_Page text:_
=====
The more durable and systematized the practice becomes, the smoother any transition will be and the higher its value ‒ financially and strategically.
Financial and Valuation Preparation
A clean, well-organized financial profile is essential. This includes historical performance, trend lines, margin stability, overhead structure, physician productivity, ASC-related distributions, and any atypical or one-time expenses.
For an external sale, valuation typically centers on EBITDA normalization, risk assessment, payer mix, and growth runway.
For succession, valuation must also reflect fairness, affordability, and sustainability for incoming physicians. Models often include:
- Seller-financed buy-ins.
- Bank-backed financing.
- Gradual ownership transitions.
- Retained minority interest during wind-down period.
Financial modeling should be done early so successors know exactly what they are stepping into and exiting physicians have an idea of what they can expect to receive.
Legal Structuring and Governance Alignment
Legal structure must match the transition strategy.
External sales require:
- Transaction agreements.
- Employment contracts.
- Noncompete and restrictive covenants.
- Real estate considerations (sale vs. lease).
- Post-close governance structure.
Succession requires:
- Shareholder agreements.
- Buy / sell structures.
- Call provisions.
- Compensation redesign.
- Updated governance models to accommodate new owners.
These documents should be drafted or refreshed several years before the exit, not weeks before.
Leadership Transfer and Culture Preservation
Leadership transition is often the most underestimated part of the entire process.
For external sales, leadership shifts toward the acquiring entity. The focus becomes transparent communication with staff and patients to minimize uncertainty.
For succession, leadership must be consciously cultivated within the practice. That means:
- Involving successor physicians in key decisions 2–3 years before ownership changes.
- Transitioning committee roles and governance seats.
- Gradually shifting operational oversight to the next generation.
- Teaching incoming owners the business model, not just clinical workflows.
Culture preservation does not happen by default. It requires deliberate rehearsal, exposure, and internal development.
Communication Strategy: Staff, Patients, and Partners
Clear communication prevents fear, rumor, and disruption.
For both pathways:
- Staff should receive structured, honest updates on what will change and what will not.
=====
_What to produce:_ Pick up the passage on medical practice transitions right after its final line and continue writing it.

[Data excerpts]
=====
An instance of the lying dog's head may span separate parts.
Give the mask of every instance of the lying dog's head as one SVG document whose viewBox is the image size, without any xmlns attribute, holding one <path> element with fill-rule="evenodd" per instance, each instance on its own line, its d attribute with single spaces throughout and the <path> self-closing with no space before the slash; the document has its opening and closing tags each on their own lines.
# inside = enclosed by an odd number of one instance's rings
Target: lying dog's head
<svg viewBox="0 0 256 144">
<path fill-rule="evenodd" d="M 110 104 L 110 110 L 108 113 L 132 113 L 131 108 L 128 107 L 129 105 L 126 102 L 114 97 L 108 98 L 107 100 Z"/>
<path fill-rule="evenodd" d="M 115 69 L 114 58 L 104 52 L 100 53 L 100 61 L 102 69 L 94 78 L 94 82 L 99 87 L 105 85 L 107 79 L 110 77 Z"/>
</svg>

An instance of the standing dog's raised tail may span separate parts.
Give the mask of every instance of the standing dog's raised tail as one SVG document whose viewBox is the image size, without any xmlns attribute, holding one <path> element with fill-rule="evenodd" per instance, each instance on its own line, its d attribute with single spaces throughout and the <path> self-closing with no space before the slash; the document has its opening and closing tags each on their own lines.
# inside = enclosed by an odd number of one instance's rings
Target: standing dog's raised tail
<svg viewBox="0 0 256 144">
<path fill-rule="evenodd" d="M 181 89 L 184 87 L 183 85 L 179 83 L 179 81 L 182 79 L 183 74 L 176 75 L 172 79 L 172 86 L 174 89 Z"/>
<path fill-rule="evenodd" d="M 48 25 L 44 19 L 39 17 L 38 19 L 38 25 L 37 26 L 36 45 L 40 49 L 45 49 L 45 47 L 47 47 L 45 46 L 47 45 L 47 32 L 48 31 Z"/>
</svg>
=====
_Task output:_
- Patients should receive assurance of continuity of care.
- External partners (hospitals, referring providers, vendors, ASC partners) should be notified strategically and in a coordinated manner.
Communication missteps are one of the most common causes of internal instability during transitions ‒ even when the underlying plan is strong.
Final Handoff and Post-Transition Integration
The final phase is the stabilization period. Exiting owners gradually reduce clinical roles, hand off administrative responsibilities, and ensure that operations continue without disruption.
External sales move quickly into integration with the new organizational structure, while succession transitions move into the first cycle of independent physician governance under new leadership.
The measure of success is straightforward: the practice continues to operate smoothly, staff remain confident, patients experience consistency, and the owner exits with the financial, professional, and personal outcomes intended from the beginning. That being said, success is ultimately whatever the departing physician defines it as.
Conclusion
By building on the planning principles established in Part I and understanding the strategic options and basic implementation principles of practice transitions, an owner-physician in independent practice can methodically transfer control and ownership with clarity, stability, purpose, and financial success. The decision between selling or succession is meaningful, but the key to maximizing value ‒ financial, cultural, and personal ‒ is disciplined preparation and a commitment to leaving the practice stronger than it was found.